Position identification records

>>>

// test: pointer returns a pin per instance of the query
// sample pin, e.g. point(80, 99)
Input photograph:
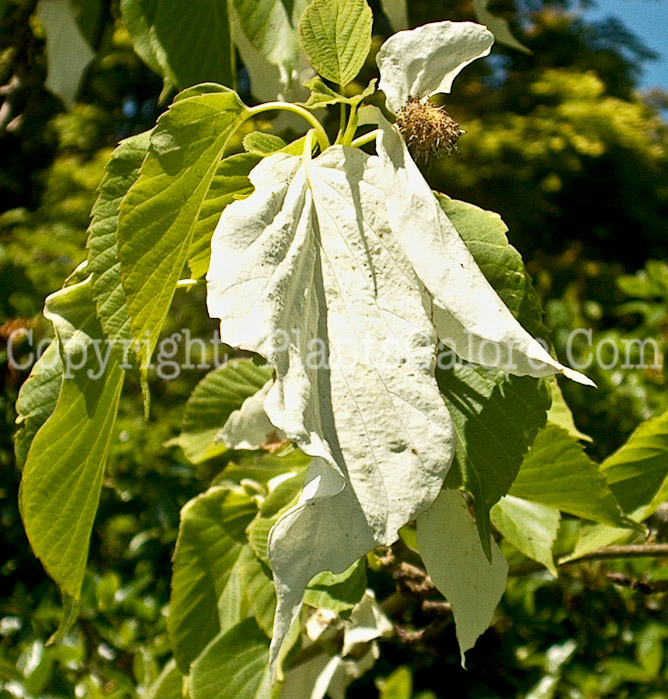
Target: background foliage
point(561, 144)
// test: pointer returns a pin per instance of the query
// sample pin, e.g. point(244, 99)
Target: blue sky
point(648, 19)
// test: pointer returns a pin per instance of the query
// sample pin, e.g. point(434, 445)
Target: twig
point(647, 587)
point(630, 551)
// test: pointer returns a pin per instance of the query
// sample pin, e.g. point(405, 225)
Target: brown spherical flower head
point(429, 131)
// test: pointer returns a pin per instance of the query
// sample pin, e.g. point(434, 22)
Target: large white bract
point(343, 272)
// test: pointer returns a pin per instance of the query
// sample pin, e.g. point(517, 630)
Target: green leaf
point(168, 685)
point(37, 399)
point(558, 473)
point(257, 585)
point(63, 473)
point(184, 47)
point(399, 685)
point(496, 415)
point(211, 540)
point(214, 399)
point(336, 37)
point(498, 26)
point(68, 52)
point(637, 474)
point(396, 12)
point(282, 498)
point(323, 96)
point(560, 414)
point(234, 665)
point(104, 265)
point(338, 593)
point(160, 211)
point(269, 25)
point(261, 143)
point(530, 527)
point(453, 555)
point(229, 184)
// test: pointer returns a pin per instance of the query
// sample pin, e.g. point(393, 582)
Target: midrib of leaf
point(158, 217)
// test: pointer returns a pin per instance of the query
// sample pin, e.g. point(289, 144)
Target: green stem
point(629, 551)
point(342, 119)
point(320, 132)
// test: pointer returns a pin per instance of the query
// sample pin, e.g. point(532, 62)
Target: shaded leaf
point(496, 415)
point(62, 478)
point(215, 398)
point(234, 665)
point(560, 414)
point(168, 685)
point(558, 473)
point(530, 527)
point(68, 53)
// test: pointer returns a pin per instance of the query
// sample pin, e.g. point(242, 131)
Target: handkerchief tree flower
point(351, 281)
point(343, 271)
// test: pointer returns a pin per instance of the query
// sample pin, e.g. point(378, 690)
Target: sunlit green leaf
point(63, 473)
point(496, 415)
point(168, 685)
point(229, 184)
point(37, 399)
point(337, 593)
point(121, 173)
point(270, 26)
point(498, 26)
point(211, 541)
point(637, 474)
point(159, 213)
point(336, 37)
point(185, 47)
point(261, 143)
point(529, 526)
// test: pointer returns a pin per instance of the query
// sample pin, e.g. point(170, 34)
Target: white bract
point(343, 272)
point(424, 61)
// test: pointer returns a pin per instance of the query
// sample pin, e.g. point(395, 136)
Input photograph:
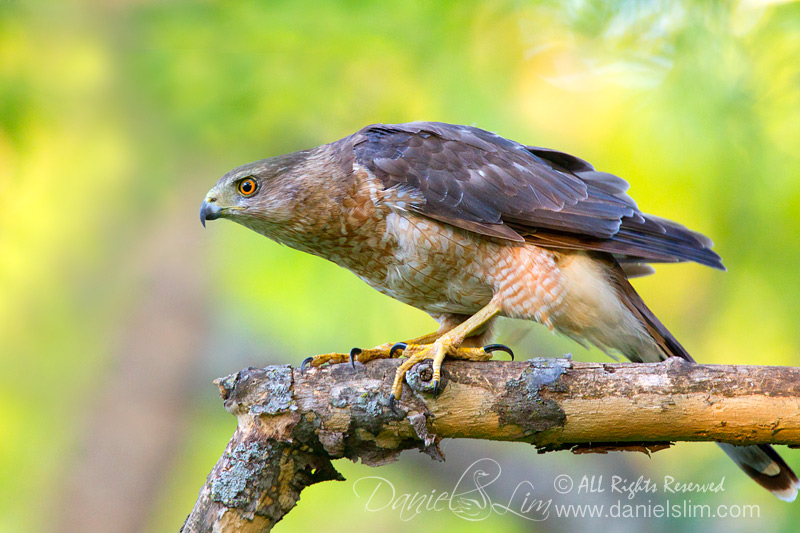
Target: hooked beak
point(209, 210)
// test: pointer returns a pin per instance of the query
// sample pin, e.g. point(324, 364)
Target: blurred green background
point(117, 309)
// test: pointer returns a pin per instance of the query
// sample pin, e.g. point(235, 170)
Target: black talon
point(353, 353)
point(398, 346)
point(489, 348)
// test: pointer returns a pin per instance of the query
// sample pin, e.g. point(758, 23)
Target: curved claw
point(489, 348)
point(392, 402)
point(353, 353)
point(398, 346)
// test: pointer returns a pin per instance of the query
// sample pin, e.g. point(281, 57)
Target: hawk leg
point(383, 351)
point(448, 344)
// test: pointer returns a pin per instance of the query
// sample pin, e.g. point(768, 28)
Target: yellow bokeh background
point(117, 309)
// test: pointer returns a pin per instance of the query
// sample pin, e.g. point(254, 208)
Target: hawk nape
point(469, 226)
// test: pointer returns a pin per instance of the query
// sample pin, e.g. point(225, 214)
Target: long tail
point(760, 462)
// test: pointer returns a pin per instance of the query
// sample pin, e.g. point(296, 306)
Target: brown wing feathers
point(487, 184)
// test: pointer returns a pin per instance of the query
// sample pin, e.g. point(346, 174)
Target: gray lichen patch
point(246, 473)
point(522, 403)
point(261, 391)
point(277, 391)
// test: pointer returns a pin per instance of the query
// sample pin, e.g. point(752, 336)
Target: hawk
point(469, 226)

<<<

**REQUIRED WORK**:
Copy out all the records above, replacing "Target" with "Label" wherever it occurs and leaving everything else unchanged. Omit the pictures from your answer.

**RESULT OF THE TASK**:
// test: pointer returns a pin per instance of the query
// sample pin, e.g. point(80, 99)
Input photograph:
Label: background foliage
point(561, 144)
// test: pointer returns a pin per instance of the query
// sample pin, e.g. point(244, 99)
Label: blue sky
point(648, 19)
// test: pointer returns a pin per instance of the query
// sample pin, e.g. point(434, 445)
Label: twig
point(647, 587)
point(630, 551)
// test: pointer returns a pin per instance of the query
// sample pin, e.g. point(405, 225)
Label: brown spherical flower head
point(429, 131)
// test: pointer returns a pin per instance of the query
// sample pin, e.g. point(434, 22)
Label: large white bract
point(343, 272)
// test: pointer returns a pin per instance of the query
// sample pin, e.g. point(517, 630)
Label: green leaf
point(168, 685)
point(37, 399)
point(558, 473)
point(257, 585)
point(63, 473)
point(184, 47)
point(399, 685)
point(496, 415)
point(211, 540)
point(214, 399)
point(336, 37)
point(498, 26)
point(68, 52)
point(637, 474)
point(396, 12)
point(282, 498)
point(323, 96)
point(560, 414)
point(234, 665)
point(104, 265)
point(338, 593)
point(160, 211)
point(269, 25)
point(261, 143)
point(530, 527)
point(453, 555)
point(229, 184)
// test: pointer returns a pin per instance of the query
// sample pin, e.g. point(393, 582)
Label: midrib of leaf
point(158, 217)
// test: pointer returns a pin per instance of the query
// sample pin, e.g. point(289, 144)
Label: green stem
point(629, 551)
point(342, 119)
point(320, 132)
// test: pointer returns a pin per instance of the query
// sample pin, e.g. point(532, 62)
Label: shaded leaf
point(496, 415)
point(62, 478)
point(215, 398)
point(234, 665)
point(560, 414)
point(168, 685)
point(558, 473)
point(530, 527)
point(68, 53)
// test: pointer returns a pin per instance of the query
// sample pin, e.g. point(242, 131)
Label: handkerchief tree flower
point(351, 281)
point(343, 271)
// test: pointer returns a pin per instance of the query
// sample pin, e.g. point(378, 690)
Label: sunlit green leaf
point(63, 473)
point(496, 415)
point(168, 685)
point(229, 184)
point(37, 399)
point(337, 593)
point(121, 173)
point(270, 26)
point(498, 26)
point(211, 541)
point(637, 474)
point(159, 213)
point(336, 37)
point(185, 47)
point(261, 143)
point(529, 526)
// test: pointer returns a pin per instance of the query
// sample pin, e.g. point(170, 34)
Label: white bract
point(343, 272)
point(424, 61)
// test: pointer returns a pin per instance of the query
// sample pin, e.g. point(395, 136)
Input photograph:
Label: hooked beak
point(209, 210)
// test: pointer returns a pin per instance of the query
// sample pin, e.g. point(324, 364)
Label: blurred green background
point(117, 309)
// test: pointer returns a pin per instance of the query
// sample pin, e.g. point(235, 170)
Label: black talon
point(353, 353)
point(398, 346)
point(489, 348)
// test: pointer returns a pin per instance of the query
// sample pin, e.g. point(758, 23)
Label: curved claw
point(489, 348)
point(392, 402)
point(353, 353)
point(398, 346)
// test: pointer returns a pin per instance of the query
// sample pin, e.g. point(281, 57)
Label: hawk leg
point(383, 351)
point(448, 344)
// test: pointer returns a pin per instance of the query
// sample pin, e.g. point(768, 28)
Label: yellow bokeh background
point(117, 309)
// test: pointer returns a pin per instance of the query
// sample pin, e.g. point(254, 208)
Label: hawk nape
point(469, 226)
// test: pointer returns a pin per instance of the query
// sample pin, e.g. point(225, 214)
Label: long tail
point(760, 462)
// test: pointer returns a pin per instance of the query
// sample pin, e.g. point(296, 306)
Label: brown wing feathers
point(487, 184)
// test: pointer returns a pin per instance of the query
// sample pin, e.g. point(346, 174)
Label: gray lichen patch
point(246, 473)
point(522, 403)
point(261, 391)
point(277, 391)
// test: pointer returns a pin per instance of the query
// sample pin, e.g. point(752, 336)
Label: hawk
point(469, 226)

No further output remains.